● Requests
1. Answer these questions about the text on importing Excel files into R:
(a) In what format does RSS recommend storing data?
(b) How many participants does the example's research design have?
(c) How many times per minute did the apparatus take samples?
2. Echo these lines from the records: begin at the first line of the records and stop after the line that contains "[[[276,127],[328,124],[328,90],[279,95],[276,99]]]".
** Begin Extract **
Importing multiple Excel files, each
with multiple sheets, into R.
Excel is extremely
popular as a tool for organizing data and it has fairly
easy-to-use functions for rudimentary statistics and data
displays (i.e. graphs & charts). However, it is not a
statistical software package and therefore, it is often
necessary to import Excel data structures into other, more
statistically oriented software. For this reason, RSS personnel
do not recommend using Excel; for data storage, data display, or
data analysis. An often quoted phrase1 is the
following; the only thing worse than using SPSS, is using Excel.
For more information on the known problems with Excel and other
spread sheet based software, see Burns (2013). RSS recommends
storing data in plain text (.txt) files with comma delimiters;
also known as a comma separated values (.csv) file type. The
reason RSS recommends text (.txt) or comma separated values (.csv)
file types is because those file types can be easily opened or
imported into all the statistical software packages. However, if
you feel you must use Excel, then this article should help you
with the inevitable task of getting data from Excel into a more
worthy software package for statistical data analysis; and there
really is no more worthy software for that purpose than
R.
Context of the Example
An example has
been created to illustrate a procedure for importing several
Excel files, each with multiple sheets, into the R workspace and
merging them together as a single data frame. The premise of our
example is a research design with 10 participants, 3 lighting
conditions, and 5 time series (chin movements, left eye [pupil]
movements, right eye [pupil] movements, left wrist movements,
right wrist movements). Each participant was exposed to each
lighting condition and their movements were measured throughout
a 10 minute typing task -- all three body-part measuring
apparatus' took samples 100 times per minute to measure
positional changes (in millimeters) from an enforced baseline /
start position, while each eye's pupil movement reflects the
movement (in millimeters distance) from looking at the center of
the screen. In other words, the eye (pupil) movement refers to
changes of movement in gazing at the center of the screen to
gazing at the edges of the screen, or the keyboard. Again, the
time series data was sampled at 100 times per minute for the
full 10 minutes of typing (n = 1000, per time series).
** End Extract **
** Begin Given data **
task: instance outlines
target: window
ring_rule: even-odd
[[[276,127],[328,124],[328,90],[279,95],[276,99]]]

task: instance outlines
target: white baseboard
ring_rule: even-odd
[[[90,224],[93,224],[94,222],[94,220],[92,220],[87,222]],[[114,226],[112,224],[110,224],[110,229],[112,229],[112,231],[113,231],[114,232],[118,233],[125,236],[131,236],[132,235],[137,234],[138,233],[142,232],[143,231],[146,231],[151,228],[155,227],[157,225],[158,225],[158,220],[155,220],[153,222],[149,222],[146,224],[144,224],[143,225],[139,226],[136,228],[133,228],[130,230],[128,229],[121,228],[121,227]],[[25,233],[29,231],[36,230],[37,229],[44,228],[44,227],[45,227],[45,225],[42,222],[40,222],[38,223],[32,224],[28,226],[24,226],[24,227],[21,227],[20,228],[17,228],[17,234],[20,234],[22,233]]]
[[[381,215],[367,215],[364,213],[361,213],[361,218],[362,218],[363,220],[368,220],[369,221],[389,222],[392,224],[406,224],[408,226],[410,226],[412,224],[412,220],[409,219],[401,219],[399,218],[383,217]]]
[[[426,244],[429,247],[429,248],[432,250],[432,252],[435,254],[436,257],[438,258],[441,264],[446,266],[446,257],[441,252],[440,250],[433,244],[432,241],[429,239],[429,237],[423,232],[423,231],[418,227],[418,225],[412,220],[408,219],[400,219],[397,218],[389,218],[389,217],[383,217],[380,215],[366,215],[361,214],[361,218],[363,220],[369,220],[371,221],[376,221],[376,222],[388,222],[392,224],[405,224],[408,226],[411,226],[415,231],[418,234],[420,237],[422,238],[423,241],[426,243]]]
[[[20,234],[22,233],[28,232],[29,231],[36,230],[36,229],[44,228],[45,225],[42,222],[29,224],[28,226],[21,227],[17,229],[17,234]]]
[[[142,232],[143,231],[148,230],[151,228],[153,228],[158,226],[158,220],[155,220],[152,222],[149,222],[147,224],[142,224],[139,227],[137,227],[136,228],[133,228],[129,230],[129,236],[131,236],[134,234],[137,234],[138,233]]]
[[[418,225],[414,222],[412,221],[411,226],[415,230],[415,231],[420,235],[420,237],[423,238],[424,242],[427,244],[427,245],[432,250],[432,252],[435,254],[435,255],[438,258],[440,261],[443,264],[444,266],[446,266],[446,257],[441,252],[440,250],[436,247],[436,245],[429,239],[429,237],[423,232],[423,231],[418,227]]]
** End Given data **
● The solutions
1.
(a) Plain text (.txt) files with comma delimiters, also known as comma separated values (.csv) files.
(b) 10.
(c) 100.

2.
task: instance outlines
target: window
ring_rule: even-odd
[[[276,127],[328,124],[328,90],[279,95],[276,99]]]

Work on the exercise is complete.